#### Material provided ####
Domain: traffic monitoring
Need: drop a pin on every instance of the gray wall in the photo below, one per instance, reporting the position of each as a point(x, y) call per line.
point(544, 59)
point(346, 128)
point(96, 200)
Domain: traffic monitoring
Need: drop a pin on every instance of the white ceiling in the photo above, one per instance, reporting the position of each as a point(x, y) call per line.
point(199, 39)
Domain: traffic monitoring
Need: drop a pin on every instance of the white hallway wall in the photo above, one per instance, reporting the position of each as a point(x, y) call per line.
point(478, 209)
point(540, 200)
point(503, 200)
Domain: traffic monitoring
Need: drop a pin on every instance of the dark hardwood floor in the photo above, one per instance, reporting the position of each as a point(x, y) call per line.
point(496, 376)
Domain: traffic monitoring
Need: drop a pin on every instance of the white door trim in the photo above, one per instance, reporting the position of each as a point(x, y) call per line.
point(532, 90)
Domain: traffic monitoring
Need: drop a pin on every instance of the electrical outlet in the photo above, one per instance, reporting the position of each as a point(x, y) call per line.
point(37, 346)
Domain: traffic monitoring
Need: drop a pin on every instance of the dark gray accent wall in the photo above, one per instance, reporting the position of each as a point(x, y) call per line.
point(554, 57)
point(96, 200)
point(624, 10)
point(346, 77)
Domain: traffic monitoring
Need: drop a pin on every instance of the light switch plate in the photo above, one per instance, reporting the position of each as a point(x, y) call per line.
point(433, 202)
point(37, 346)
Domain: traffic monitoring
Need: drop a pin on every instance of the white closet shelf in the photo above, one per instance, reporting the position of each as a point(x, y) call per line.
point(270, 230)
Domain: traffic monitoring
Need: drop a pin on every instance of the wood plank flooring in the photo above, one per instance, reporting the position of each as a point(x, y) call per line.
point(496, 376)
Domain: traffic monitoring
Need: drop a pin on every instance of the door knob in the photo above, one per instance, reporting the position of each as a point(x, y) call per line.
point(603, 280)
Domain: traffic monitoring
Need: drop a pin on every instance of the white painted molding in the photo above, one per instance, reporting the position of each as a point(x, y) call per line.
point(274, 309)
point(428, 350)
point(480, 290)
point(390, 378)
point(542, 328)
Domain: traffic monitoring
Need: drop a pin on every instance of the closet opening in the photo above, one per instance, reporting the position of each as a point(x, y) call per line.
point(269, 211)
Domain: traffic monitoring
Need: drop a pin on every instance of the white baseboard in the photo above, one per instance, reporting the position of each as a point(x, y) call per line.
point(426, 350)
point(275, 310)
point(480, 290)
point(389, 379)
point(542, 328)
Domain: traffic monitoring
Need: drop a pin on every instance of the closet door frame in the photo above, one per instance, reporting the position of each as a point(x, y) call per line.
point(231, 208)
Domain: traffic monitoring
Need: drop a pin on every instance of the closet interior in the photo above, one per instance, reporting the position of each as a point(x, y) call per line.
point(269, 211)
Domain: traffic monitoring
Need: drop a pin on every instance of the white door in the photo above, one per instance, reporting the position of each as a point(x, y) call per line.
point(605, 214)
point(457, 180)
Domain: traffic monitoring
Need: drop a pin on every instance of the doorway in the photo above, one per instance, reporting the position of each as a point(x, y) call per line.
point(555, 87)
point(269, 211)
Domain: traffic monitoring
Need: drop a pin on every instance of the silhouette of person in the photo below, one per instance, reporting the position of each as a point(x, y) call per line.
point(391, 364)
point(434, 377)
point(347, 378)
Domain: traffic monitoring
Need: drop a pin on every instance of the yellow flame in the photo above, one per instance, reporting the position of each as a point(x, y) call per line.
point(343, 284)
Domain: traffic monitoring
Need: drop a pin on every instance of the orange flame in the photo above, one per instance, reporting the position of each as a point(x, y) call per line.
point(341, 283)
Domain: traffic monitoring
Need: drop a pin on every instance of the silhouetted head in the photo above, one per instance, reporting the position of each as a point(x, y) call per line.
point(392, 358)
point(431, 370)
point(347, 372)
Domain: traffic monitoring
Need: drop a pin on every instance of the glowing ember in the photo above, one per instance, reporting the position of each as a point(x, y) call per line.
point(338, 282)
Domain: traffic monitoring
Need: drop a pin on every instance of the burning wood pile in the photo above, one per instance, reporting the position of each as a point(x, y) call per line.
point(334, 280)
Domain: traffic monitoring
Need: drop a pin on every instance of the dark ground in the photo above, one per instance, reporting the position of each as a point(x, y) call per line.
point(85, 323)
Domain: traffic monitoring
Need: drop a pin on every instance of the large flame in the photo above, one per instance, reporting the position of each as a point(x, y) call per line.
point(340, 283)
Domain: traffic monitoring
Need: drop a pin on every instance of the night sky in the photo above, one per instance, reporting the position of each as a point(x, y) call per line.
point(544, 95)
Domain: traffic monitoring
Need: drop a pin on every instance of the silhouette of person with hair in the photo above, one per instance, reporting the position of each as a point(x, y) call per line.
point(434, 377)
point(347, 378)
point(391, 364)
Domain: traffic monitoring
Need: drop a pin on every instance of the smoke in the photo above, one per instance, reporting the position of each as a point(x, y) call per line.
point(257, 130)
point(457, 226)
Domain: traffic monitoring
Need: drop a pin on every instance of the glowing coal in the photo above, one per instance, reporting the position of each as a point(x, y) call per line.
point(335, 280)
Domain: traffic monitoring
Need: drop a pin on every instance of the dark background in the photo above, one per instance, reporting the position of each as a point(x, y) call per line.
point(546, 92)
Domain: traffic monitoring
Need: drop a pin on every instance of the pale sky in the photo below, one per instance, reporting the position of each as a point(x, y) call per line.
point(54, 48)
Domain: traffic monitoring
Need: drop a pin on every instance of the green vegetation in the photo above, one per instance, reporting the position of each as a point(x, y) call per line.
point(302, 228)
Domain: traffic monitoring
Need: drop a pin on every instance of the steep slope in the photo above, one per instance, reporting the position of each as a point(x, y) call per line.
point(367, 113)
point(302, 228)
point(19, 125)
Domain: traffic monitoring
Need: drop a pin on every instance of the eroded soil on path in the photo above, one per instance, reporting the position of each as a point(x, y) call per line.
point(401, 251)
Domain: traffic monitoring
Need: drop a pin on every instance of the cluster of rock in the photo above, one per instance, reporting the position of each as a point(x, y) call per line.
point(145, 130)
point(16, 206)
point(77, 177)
####
### What is expected
Your task is to transcribe the listing above in full, exactly as given.

### Result for this task
Domain: traffic monitoring
Need: drop a pin on every instance of the gray wall in the photo below, one per instance, reporting the position of each as a point(x, y) call per line.
point(544, 59)
point(346, 128)
point(96, 200)
Domain: traffic monitoring
Need: drop a pin on every instance of the white ceiling in the photo above, one per instance, reporting the position of each as a point(x, y) call per line.
point(199, 39)
Domain: traffic monitoring
Need: drop a pin on every instance of the white hallway wall in the photo above, one per instance, reporting the position of each as a point(x, y) call per line.
point(478, 209)
point(540, 200)
point(503, 200)
Domain: traffic monitoring
Need: drop a pin on every instance of the dark hardwood floor in the photo above, one per instance, reporting the position of each as a point(x, y) call per line.
point(496, 376)
Domain: traffic monitoring
Need: drop a pin on every instance of the white door trim in the photo above, one per instance, reporting the position of each as a point(x, y) call per line.
point(532, 90)
Domain: traffic monitoring
Need: drop a pin on every instance of the electrical outlet in the photo above, one per instance, reporting the position of each as a point(x, y) call per line.
point(37, 346)
Domain: traffic monitoring
Need: drop a pin on every instance of the dark gray accent wall in the photo above, one per instance, reporting the position of each as a point(x, y) call per line.
point(554, 57)
point(96, 200)
point(624, 10)
point(346, 77)
Domain: traffic monitoring
Need: drop a pin on every instance of the light switch plate in the photo above, one per instance, reporting the position of each as a point(x, y) call per line.
point(433, 202)
point(37, 346)
Domain: traffic monitoring
Need: drop a pin on every instance of the white closet shelf in the photo above, one per instance, reporting the position of each as a point(x, y) call per line.
point(270, 230)
Domain: traffic monitoring
Need: drop a pin on every instance of the wood plank flooring in the photo above, one per instance, reporting the position of each as a point(x, y) call per line.
point(496, 376)
Domain: traffic monitoring
Need: drop a pin on every instance of the door knob in the photo above, one per instance, reporting the position of each as a point(x, y) call per line.
point(603, 280)
Domain: traffic monitoring
Need: drop a pin on every instance of the white painted molding in the photo above, one per instance, reporting the position of each as a point(x, y) call per line.
point(274, 309)
point(428, 350)
point(480, 290)
point(390, 378)
point(542, 328)
Domain: traffic monitoring
Need: drop a pin on every instance of the closet opening in the photo above, one per instance, reporting the position of each as a point(x, y) call per line.
point(269, 211)
Domain: traffic monitoring
Need: drop a pin on every instance of the white baseboard in the photo above, one per instance, reporting the position of each as a point(x, y) call per line.
point(426, 350)
point(275, 310)
point(480, 290)
point(389, 379)
point(542, 328)
Domain: traffic monitoring
Need: drop a pin on every instance of the closet door frame in the photo above, one per instance, reporting the position of each as a point(x, y) call per line.
point(231, 208)
Domain: traffic monitoring
Need: drop a pin on every instance of the closet interior in the photo above, one per instance, reporting the position of each as a point(x, y) call per line.
point(269, 211)
Domain: traffic monitoring
Need: drop a pin on every instance of the white door in the photo above, one per instance, reporting the position of each as a point(x, y) call per line.
point(605, 214)
point(457, 180)
Domain: traffic monitoring
Need: drop a pin on every instance of the doorway in the photo above, one per instance, reporting the position of each as a point(x, y) call per line.
point(555, 87)
point(269, 211)
Domain: traffic monitoring
Need: drop a pin on every instance of the silhouette of person in the photo below, one per instance, reporting the position of each as a point(x, y) call per line.
point(391, 364)
point(434, 377)
point(347, 378)
Domain: traffic monitoring
Need: drop a pin on every instance of the yellow flame in the photo above, one per instance, reporting the position of each as a point(x, y) call per line.
point(343, 284)
Domain: traffic monitoring
Need: drop a pin on every instance of the orange flame in the photo above, one per instance, reporting the position of each as a point(x, y) call per line.
point(341, 283)
Domain: traffic monitoring
Need: drop a pin on every instance of the silhouetted head in the photo above, one per instance, reporting the position of each as a point(x, y) call per line.
point(392, 358)
point(431, 370)
point(347, 372)
Domain: traffic monitoring
Need: drop a pin on every instance of the glowing ember in the photo above, one per instance, reporting the position of each as a point(x, y) call per line.
point(338, 282)
Domain: traffic monitoring
Need: drop a pin on every instance of the burning wood pile in the photo above, one per instance, reporting the position of each as a point(x, y) call per line.
point(334, 280)
Domain: traffic monitoring
Need: drop a pin on every instance of the dark ground in the photo above, one per instance, reporting the position of each as a point(x, y) call per line.
point(85, 323)
Domain: traffic monitoring
Need: drop a pin on every instance of the large flame in the photo above, one per instance, reporting the position of each as a point(x, y) call per line.
point(340, 283)
Domain: traffic monitoring
Need: drop a pin on every instance of the night sky in the photo above, one per instance, reporting the position of each as a point(x, y) call per line.
point(544, 95)
Domain: traffic monitoring
Need: drop a pin on every instance of the silhouette of person with hair in the photo above, one per instance, reporting the position of each as a point(x, y) call per line.
point(434, 377)
point(347, 378)
point(391, 364)
Domain: traffic monitoring
Need: drop a pin on every instance of the smoke in the photo above, one per instance, reporting the position of each as a point(x, y) call per line.
point(257, 130)
point(457, 226)
Domain: traffic monitoring
Need: drop a pin on every instance of the glowing coal in the photo above, one per instance, reporting the position of each as a point(x, y) call per line.
point(335, 280)
Domain: traffic monitoring
Need: drop a pin on every instance of the dark background in the photo above, one per instance, reporting the position of each as a point(x, y) call per line.
point(546, 92)
Domain: traffic monitoring
Need: drop a pin on every instance of the pale sky in the photo below, one per instance, reporting the position of each as a point(x, y) call per line.
point(54, 48)
Domain: traffic monitoring
Need: drop a pin on every instance of the green vegetation in the photo above, one per instance, reporting the position of each as a point(x, y) call per line.
point(302, 228)
Domain: traffic monitoring
Need: drop a pin on every instance of the steep slope in the photo above, one per instance, reporting the position of each as a point(x, y) call per line.
point(367, 113)
point(302, 228)
point(19, 125)
Domain: traffic monitoring
Need: drop a pin on every instance of the eroded soil on path in the photo above, one per instance, reporting the position of each as a point(x, y) call per line.
point(401, 251)
Domain: traffic monitoring
Need: drop a pin on every instance of the cluster of rock in the photo above, one per instance, reporting the position of each as a point(x, y) call per line.
point(145, 130)
point(16, 206)
point(77, 177)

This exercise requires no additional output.